* begin Provided text *

In one aspect, there is provided an assembly for grasping a column of a trolling motor to mount the trolling motor on a watercraft. The assembly comprises a flexible gripping isolator sleeve positionable on the column and a retainer in which the gripping isolator sleeve is receivable in a manner effective for holding the column in an operating position. The gripping isolator sleeve is formed of at least one rubber material and is configured in a manner effective for flexing sufficiently when an impact occurs between the trolling motor and an underwater obstruction to allow the column to pivot within the retainer away from the operating position. The gripping isolator sleeve is also effective for automatically acting to return the column to the operating position when the trolling motor is free of the underwater obstruction.

In another aspect, there is provided an assembly for gasping a column of a trolling motor to mount the trolling motor on a watercraft comprising a flexible gripping isolator sleeve positionable on the trolling motor column, the gripping isolator sleeve having an exterior, and a retainer in which the gripping isolator sleeve is receivable in a manner effective for holding the column in an operating position. The gripping isolator sleeve has at least one outer void in its exterior which projects into and extends substantially around the gripping isolator sleeve in a manner effective to allow the gripping isolator sleeve to flex sufficiently when an impact occurs between the trolling motor and an underwater obstruction such that the column will pivot within the retainer away from the operating position. The gripping isolator sleeve comprises at least one non-metallic material effective for automatically acting to return the column to the operating position when the trolling motor is free of the underwater obstruction.

In another aspect, there is provided a split isolator sleeve for gripping a column of a trolling motor. The split isolator sleeve comprises: a first longitudinal end; a second longitudinal end; a plurality of splits in the isolator sleeve extending from the first longitudinal end to the second longitudinal end such that the splits divide the split isolator sleeve into a plurality of separable sections, the sections being placeable together around the column such that the split isolator sleeve will be positioned on the column in an original shape; an exterior; and at least one outer void in the exterior which projects into and extends substantially around the split isolator sleeve in a manner effective to allow the split isolator sleeve to flex from the original shape sufficiently when an impact occurs between the trolling motor and an underwater obstruction to absorb the impact. The split isolator sleeve is formed of at least one non-metallic material effective for automatically returning the split isolator sleeve to the original shape when the trolling motor is free of the underwater obstruction.

Further aspects, features, and advantages of the present invention will be apparent to those in the art upon examining the accompanying drawings and upon reading the following Detailed Description of the Preferred Embodiments.

BRIEF DESCRIPTION OF THE DRAWINGS

FIG. 1 is a perspective view of an embodiment 2 of the inventive trolling motor mounting assembly which utilizes an embodiment 5 of the inventive gripping isolator sleeve.

FIG. 2 is a perspective view of the inventive mounting assembly 2 installed on a trolling motor 4.

FIG. 3 is a cutaway elevational view of the inventive mounting assembly 2.

FIG. 4 is an elevational side view of the inventive mounting assembly 2 installed on a GATOR mount (i.e., a four bar linkage device) 6 of a type commonly used in the art for mounting a trolling motor on the deck or hull of a watercraft.

* end Provided text *

## [What is being asked]
For each statement below, say yes or no to whether it agrees with the trolling motor mount text, and quote the words of the text that decide it. 1. In the first aspect, the gripping isolator sleeve is made of at least one rubber material. 2. The split isolator sleeve has only one split. 3. FIG. 3 shows the mounting assembly in perspective view. Rely solely on the text above.

* begin Dataset content *

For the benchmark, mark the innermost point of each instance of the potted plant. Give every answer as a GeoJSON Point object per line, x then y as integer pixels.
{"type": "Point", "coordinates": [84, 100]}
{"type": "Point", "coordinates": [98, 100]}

* end Dataset content *

## [Answer for the task]
1. Yes: "The gripping isolator sleeve is formed of at least one rubber material"
2. No: "a plurality of splits in the isolator sleeve extending from the first longitudinal end to the second longitudinal end"
3. No: "FIG. 3 is a cutaway elevational view of the inventive mounting assembly 2."